(A run of records)
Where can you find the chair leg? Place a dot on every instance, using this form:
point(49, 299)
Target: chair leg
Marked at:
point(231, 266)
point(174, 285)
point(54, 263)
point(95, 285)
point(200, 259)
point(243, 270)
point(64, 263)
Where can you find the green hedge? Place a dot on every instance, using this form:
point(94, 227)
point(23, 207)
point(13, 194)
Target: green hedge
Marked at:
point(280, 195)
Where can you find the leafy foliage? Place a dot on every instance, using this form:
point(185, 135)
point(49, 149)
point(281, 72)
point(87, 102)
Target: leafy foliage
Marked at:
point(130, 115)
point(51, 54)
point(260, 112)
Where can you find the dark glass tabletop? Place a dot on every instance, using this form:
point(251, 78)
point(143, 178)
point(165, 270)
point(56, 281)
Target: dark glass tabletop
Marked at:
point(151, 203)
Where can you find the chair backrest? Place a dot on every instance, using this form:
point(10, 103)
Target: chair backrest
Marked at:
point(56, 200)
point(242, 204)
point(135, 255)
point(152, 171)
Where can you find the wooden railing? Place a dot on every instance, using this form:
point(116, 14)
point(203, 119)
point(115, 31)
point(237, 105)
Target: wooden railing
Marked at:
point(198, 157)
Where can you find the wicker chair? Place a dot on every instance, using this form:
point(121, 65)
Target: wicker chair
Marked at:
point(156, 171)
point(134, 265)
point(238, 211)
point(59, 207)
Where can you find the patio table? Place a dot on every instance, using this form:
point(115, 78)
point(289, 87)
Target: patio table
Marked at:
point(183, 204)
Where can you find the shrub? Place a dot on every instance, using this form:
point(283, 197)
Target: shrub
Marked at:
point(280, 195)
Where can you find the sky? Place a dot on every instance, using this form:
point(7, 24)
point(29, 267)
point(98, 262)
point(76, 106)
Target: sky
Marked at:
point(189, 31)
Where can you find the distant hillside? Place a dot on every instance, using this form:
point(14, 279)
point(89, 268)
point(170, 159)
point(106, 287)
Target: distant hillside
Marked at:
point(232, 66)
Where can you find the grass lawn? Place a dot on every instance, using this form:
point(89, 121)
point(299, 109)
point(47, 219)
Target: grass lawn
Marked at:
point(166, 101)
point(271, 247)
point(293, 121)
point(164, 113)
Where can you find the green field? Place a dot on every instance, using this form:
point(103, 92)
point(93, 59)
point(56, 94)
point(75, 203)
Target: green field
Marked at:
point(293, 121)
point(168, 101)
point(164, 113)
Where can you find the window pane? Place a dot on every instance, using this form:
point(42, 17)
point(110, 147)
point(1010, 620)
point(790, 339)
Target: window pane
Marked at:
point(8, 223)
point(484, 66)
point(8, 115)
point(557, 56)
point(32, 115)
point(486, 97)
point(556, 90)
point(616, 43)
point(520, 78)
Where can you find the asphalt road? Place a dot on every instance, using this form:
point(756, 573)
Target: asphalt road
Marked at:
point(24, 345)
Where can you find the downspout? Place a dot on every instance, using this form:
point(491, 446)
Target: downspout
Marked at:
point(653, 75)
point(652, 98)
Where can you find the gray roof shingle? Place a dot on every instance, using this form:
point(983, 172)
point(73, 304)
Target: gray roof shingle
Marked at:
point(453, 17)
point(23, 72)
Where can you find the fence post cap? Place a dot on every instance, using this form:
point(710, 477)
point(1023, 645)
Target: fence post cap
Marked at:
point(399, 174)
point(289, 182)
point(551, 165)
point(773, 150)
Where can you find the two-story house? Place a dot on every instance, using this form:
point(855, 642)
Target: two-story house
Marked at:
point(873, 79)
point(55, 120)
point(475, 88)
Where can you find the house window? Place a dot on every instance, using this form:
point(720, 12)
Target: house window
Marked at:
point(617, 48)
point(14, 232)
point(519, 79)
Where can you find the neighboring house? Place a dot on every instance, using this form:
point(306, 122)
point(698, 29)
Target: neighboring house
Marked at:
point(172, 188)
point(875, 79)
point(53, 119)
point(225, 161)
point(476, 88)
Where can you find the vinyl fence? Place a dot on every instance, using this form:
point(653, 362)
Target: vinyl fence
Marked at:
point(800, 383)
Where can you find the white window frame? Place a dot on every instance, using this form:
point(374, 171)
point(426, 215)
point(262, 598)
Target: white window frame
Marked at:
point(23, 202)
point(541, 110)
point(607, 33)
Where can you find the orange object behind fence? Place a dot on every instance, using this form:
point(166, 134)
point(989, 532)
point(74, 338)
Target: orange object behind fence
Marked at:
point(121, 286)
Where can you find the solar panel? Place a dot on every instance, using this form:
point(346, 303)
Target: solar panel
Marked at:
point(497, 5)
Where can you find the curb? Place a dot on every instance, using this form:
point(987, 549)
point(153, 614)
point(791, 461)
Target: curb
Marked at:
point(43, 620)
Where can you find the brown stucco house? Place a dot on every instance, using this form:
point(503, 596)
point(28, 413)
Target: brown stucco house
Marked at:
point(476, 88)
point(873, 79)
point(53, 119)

__The problem__:
Copy out the whole listing above, line for line, without changing a thing.

__The solution__:
Where can you find the chair leg? Place a dot on every instance, using this form:
point(49, 299)
Target: chair leg
Marked at:
point(231, 266)
point(174, 285)
point(54, 263)
point(95, 285)
point(200, 259)
point(243, 270)
point(64, 263)
Where can you find the green hedge? Place a dot on every instance, using this form:
point(94, 227)
point(23, 207)
point(13, 194)
Target: green hedge
Marked at:
point(280, 195)
Where can you find the leafy foliage? Place a dot on every instance, using this form:
point(185, 135)
point(49, 149)
point(281, 72)
point(87, 102)
Target: leafy foliage
Marked at:
point(130, 115)
point(51, 54)
point(260, 112)
Where can you find the dark glass tabletop? Place a dot on every instance, using this form:
point(251, 78)
point(143, 178)
point(165, 270)
point(56, 281)
Target: dark glass tabletop
Marked at:
point(151, 203)
Where can you find the chair backrest? Place a dot on every instance, using this form:
point(10, 103)
Target: chair backrest
Marked at:
point(56, 200)
point(242, 204)
point(135, 255)
point(152, 171)
Where can you find the wooden railing? Place a dot on every instance, using this form:
point(116, 14)
point(203, 119)
point(115, 31)
point(237, 105)
Target: wooden railing
Marked at:
point(198, 157)
Where can you find the wicker chair? Place a dot on every instance, using this form:
point(121, 65)
Target: wicker chair
Marked at:
point(156, 171)
point(134, 265)
point(238, 211)
point(59, 207)
Where can you find the patio table? Place a dot on every instance, using this form:
point(115, 78)
point(289, 87)
Target: patio table
Marked at:
point(183, 204)
Where can you find the shrub? Place a dot on every instance, using this form:
point(283, 197)
Target: shrub
Marked at:
point(280, 195)
Where can you find the sky? Place a dot on every instance, using this form:
point(7, 24)
point(29, 267)
point(98, 262)
point(76, 106)
Target: sky
Marked at:
point(189, 31)
Where can you find the distant hillside? Place a dot on every instance, using this form:
point(14, 279)
point(89, 268)
point(170, 159)
point(106, 287)
Target: distant hillside
Marked at:
point(232, 66)
Where can you find the grass lawn? Place a dot on every instance, using this form:
point(89, 121)
point(299, 109)
point(47, 219)
Target: grass lawn
Marked at:
point(166, 101)
point(271, 247)
point(293, 121)
point(164, 113)
Where can you find the green field? Place a dot on every instance, using this form:
point(103, 92)
point(93, 59)
point(56, 94)
point(75, 203)
Target: green field
Marked at:
point(293, 121)
point(168, 101)
point(164, 113)
Where can you find the window pane? Place a dot on every instance, using this form:
point(42, 17)
point(110, 147)
point(1010, 620)
point(790, 339)
Target: window pane
Marked at:
point(8, 223)
point(484, 66)
point(8, 115)
point(557, 56)
point(32, 115)
point(486, 97)
point(556, 90)
point(616, 43)
point(520, 78)
Where can you find the asphalt road? Place a dot on every instance, using this form:
point(756, 573)
Target: asphalt road
Marked at:
point(24, 345)
Where can you find the downspout? Place a dot on every instance, using this form:
point(491, 446)
Target: downspout
Marked at:
point(653, 75)
point(652, 98)
Where can you find the gray roof shingle? Place a dot on every instance, using this form:
point(983, 172)
point(73, 304)
Target: gray roof shingle
Marked at:
point(453, 17)
point(23, 72)
Where can you find the fence post cap? Place a dot on every instance, using this form:
point(710, 477)
point(1023, 645)
Target: fence post cap
Marked at:
point(399, 174)
point(289, 182)
point(551, 165)
point(773, 150)
Where can you find the two-story house? Place a dot on every instance, using this form:
point(855, 642)
Target: two-story house
Marked at:
point(873, 79)
point(55, 120)
point(475, 88)
Where can you find the house window? Place a dot on every instance, using this form:
point(720, 12)
Target: house window
Marked at:
point(617, 48)
point(14, 232)
point(519, 79)
Where can you find the neighboring house? Place a dot on every instance, using this form:
point(306, 122)
point(698, 29)
Target: neighboring house
Marked at:
point(172, 188)
point(875, 79)
point(53, 119)
point(225, 161)
point(476, 88)
Where can you find the vinyl fence? Place a dot on every instance, using this form:
point(653, 362)
Target: vinyl fence
Marked at:
point(800, 383)
Where can you find the white window frame? Place a dot on every instance, using this form:
point(374, 171)
point(426, 215)
point(262, 598)
Target: white window frame
Marked at:
point(23, 202)
point(541, 110)
point(607, 33)
Where can you find the orange object behind fence? Place a dot on every instance, using this form:
point(166, 134)
point(989, 532)
point(74, 338)
Target: orange object behind fence
Marked at:
point(121, 286)
Where can you find the solar panel? Place a dot on every instance, using this form:
point(346, 303)
Target: solar panel
Marked at:
point(497, 5)
Where can you find the curb? Place a dot on every instance, using this form:
point(987, 549)
point(153, 614)
point(791, 461)
Target: curb
Marked at:
point(43, 620)
Where can you find the brown stucco house? Place a dot on every instance, using this form:
point(503, 596)
point(28, 413)
Target: brown stucco house
Marked at:
point(476, 88)
point(873, 79)
point(53, 119)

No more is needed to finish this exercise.